======== Passage shown ========

I have spent the last few days studying the Festival of Weeks, aka Shavuot. It is such a rich holiday, full of tradition and connection that I decided I needed to divide my thoughts into multiple posts. This is the final post about how the Jewish celebration of Shavuot (this year on May 14-16) connects to the modern Christian church. There are many lessons for Christians today.
Another element of Shavuot is the reading of the book of Ruth. Traditionally it is read on the second day of the celebration. It is an ancient custom, written about in a talmudic tractate in the eighth century. Since Shavuot is a holiday with multiple angles, I was curious, why Ruth? (I also love the idea that two of the major Jewish holidays feature women of the Bible. God's sense of humor in a primarily patriarchal world.)

======== Supplied data ========

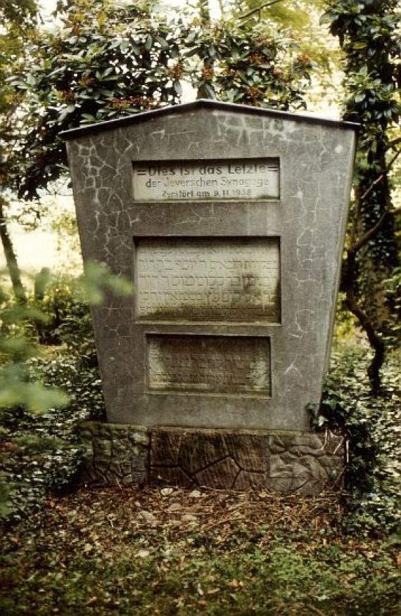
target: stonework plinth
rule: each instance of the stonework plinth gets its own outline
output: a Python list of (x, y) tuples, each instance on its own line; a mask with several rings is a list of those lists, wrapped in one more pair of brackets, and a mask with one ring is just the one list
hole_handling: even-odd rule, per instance
[(331, 432), (179, 429), (87, 423), (85, 482), (268, 489), (309, 496), (341, 485), (344, 439)]

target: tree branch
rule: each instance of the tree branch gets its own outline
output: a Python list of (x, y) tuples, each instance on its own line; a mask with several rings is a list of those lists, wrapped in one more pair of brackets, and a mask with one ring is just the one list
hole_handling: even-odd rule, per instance
[[(401, 138), (400, 138), (400, 139), (401, 139)], [(397, 141), (397, 139), (394, 140), (394, 141)], [(370, 194), (370, 193), (373, 191), (374, 187), (376, 186), (377, 186), (377, 184), (380, 184), (380, 182), (384, 178), (385, 175), (387, 173), (388, 173), (388, 172), (390, 171), (390, 169), (391, 169), (391, 167), (393, 167), (393, 165), (394, 165), (394, 163), (397, 160), (400, 154), (401, 154), (401, 150), (397, 150), (397, 152), (395, 153), (395, 154), (394, 155), (394, 156), (393, 157), (393, 158), (391, 159), (391, 160), (390, 161), (390, 162), (388, 163), (388, 165), (387, 165), (386, 166), (386, 169), (384, 169), (384, 171), (383, 171), (383, 172), (381, 173), (381, 174), (379, 176), (378, 176), (376, 177), (376, 179), (372, 181), (372, 183), (366, 189), (364, 193), (357, 199), (357, 211), (356, 211), (356, 214), (355, 214), (355, 224), (354, 224), (354, 228), (353, 228), (352, 233), (352, 236), (351, 236), (352, 240), (354, 239), (354, 238), (356, 235), (356, 225), (357, 224), (357, 222), (359, 220), (359, 210), (360, 210), (361, 205), (362, 205), (362, 203), (364, 201), (364, 200), (366, 199), (367, 195), (369, 194)], [(362, 248), (362, 246), (364, 246), (364, 245), (367, 243), (367, 242), (369, 242), (369, 240), (371, 238), (373, 238), (376, 235), (376, 233), (379, 231), (380, 227), (381, 226), (381, 225), (383, 224), (383, 223), (386, 220), (386, 217), (389, 214), (391, 214), (391, 213), (393, 213), (393, 210), (391, 209), (386, 209), (383, 212), (383, 213), (382, 214), (379, 220), (376, 223), (376, 224), (374, 226), (372, 226), (371, 229), (369, 229), (369, 231), (367, 231), (366, 232), (366, 233), (364, 233), (362, 236), (362, 238), (360, 238), (355, 243), (354, 243), (351, 245), (351, 246), (350, 247), (350, 248), (348, 250), (348, 252), (357, 252), (360, 248)]]
[(360, 197), (360, 200), (359, 200), (361, 202), (364, 201), (364, 199), (366, 199), (366, 198), (369, 194), (369, 193), (371, 193), (373, 191), (373, 189), (374, 188), (376, 185), (379, 184), (379, 182), (381, 181), (381, 180), (383, 179), (383, 178), (384, 177), (384, 176), (386, 173), (388, 173), (388, 172), (390, 171), (390, 169), (391, 169), (391, 167), (393, 167), (393, 165), (394, 165), (394, 163), (397, 160), (397, 158), (400, 156), (400, 154), (401, 154), (401, 150), (397, 150), (397, 152), (395, 153), (395, 154), (394, 155), (394, 156), (393, 157), (393, 158), (391, 159), (391, 160), (390, 161), (390, 162), (388, 163), (388, 165), (386, 165), (384, 171), (382, 173), (381, 173), (380, 175), (378, 177), (376, 177), (376, 179), (375, 180), (374, 180), (372, 181), (371, 184), (366, 189), (366, 191), (364, 191), (363, 195), (362, 195), (362, 196)]

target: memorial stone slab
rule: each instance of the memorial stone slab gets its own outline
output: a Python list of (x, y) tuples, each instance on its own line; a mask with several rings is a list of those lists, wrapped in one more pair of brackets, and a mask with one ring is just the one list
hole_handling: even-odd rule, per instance
[(135, 290), (93, 309), (108, 421), (310, 431), (356, 129), (198, 101), (64, 134), (84, 259)]

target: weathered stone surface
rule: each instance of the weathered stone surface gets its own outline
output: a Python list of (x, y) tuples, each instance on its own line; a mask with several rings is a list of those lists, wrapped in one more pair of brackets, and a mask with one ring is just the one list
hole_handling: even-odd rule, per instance
[(86, 422), (79, 435), (86, 450), (81, 480), (128, 485), (147, 477), (150, 435), (140, 426)]
[(191, 487), (196, 485), (195, 480), (179, 466), (170, 468), (151, 466), (149, 469), (149, 482), (163, 485), (181, 486), (182, 487)]
[(197, 473), (195, 479), (200, 486), (216, 489), (231, 489), (239, 471), (239, 466), (232, 458), (226, 458)]
[(193, 475), (228, 455), (221, 433), (217, 431), (184, 432), (178, 463), (188, 475)]
[(249, 473), (240, 470), (233, 485), (234, 490), (262, 489), (267, 483), (267, 473)]
[(243, 470), (267, 470), (268, 437), (265, 435), (227, 433), (224, 442), (231, 457)]
[[(109, 421), (309, 430), (355, 129), (198, 101), (67, 134), (85, 258), (136, 289), (94, 307)], [(316, 456), (321, 444), (300, 437), (291, 447)]]
[[(128, 436), (136, 433), (140, 439)], [(94, 454), (87, 456), (82, 475), (87, 482), (237, 490), (267, 487), (306, 496), (339, 485), (344, 470), (343, 439), (329, 432), (277, 435), (167, 428), (136, 432), (135, 426), (110, 424), (106, 431), (94, 424), (85, 428), (84, 435), (85, 447)]]
[(151, 437), (151, 466), (176, 466), (182, 434), (154, 430)]

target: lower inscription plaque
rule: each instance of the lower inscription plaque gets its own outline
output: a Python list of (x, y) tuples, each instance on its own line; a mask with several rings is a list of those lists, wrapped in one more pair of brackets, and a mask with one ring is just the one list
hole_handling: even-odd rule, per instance
[(280, 322), (279, 238), (136, 240), (143, 320)]
[(268, 338), (148, 334), (146, 342), (151, 391), (271, 394)]

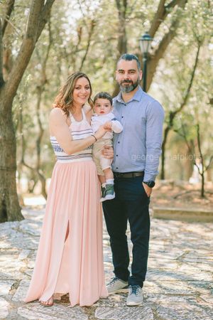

========

• Tasks for this exercise
1 - Output the Shavuot post from "Another element of" up to and including "primarily patriarchal world.)", word for word.
2 - Return the rows verbatim from their start up to and including the line with "485), (344, 439)]", leaving out the picture.
The Shavuot text and the rows have nothing to do with each other.

• Final answers
1 -
Another element of Shavuot is the reading of the book of Ruth. Traditionally it is read on the second day of the celebration. It is an ancient custom, written about in a talmudic tractate in the eighth century. Since Shavuot is a holiday with multiple angles, I was curious, why Ruth? (I also love the idea that two of the major Jewish holidays feature women of the Bible. God's sense of humor in a primarily patriarchal world.)

2 -
target: stonework plinth
rule: each instance of the stonework plinth gets its own outline
output: a Python list of (x, y) tuples, each instance on its own line; a mask with several rings is a list of those lists, wrapped in one more pair of brackets, and a mask with one ring is just the one list
hole_handling: even-odd rule, per instance
[(331, 432), (179, 429), (87, 423), (85, 482), (268, 489), (309, 496), (341, 485), (344, 439)]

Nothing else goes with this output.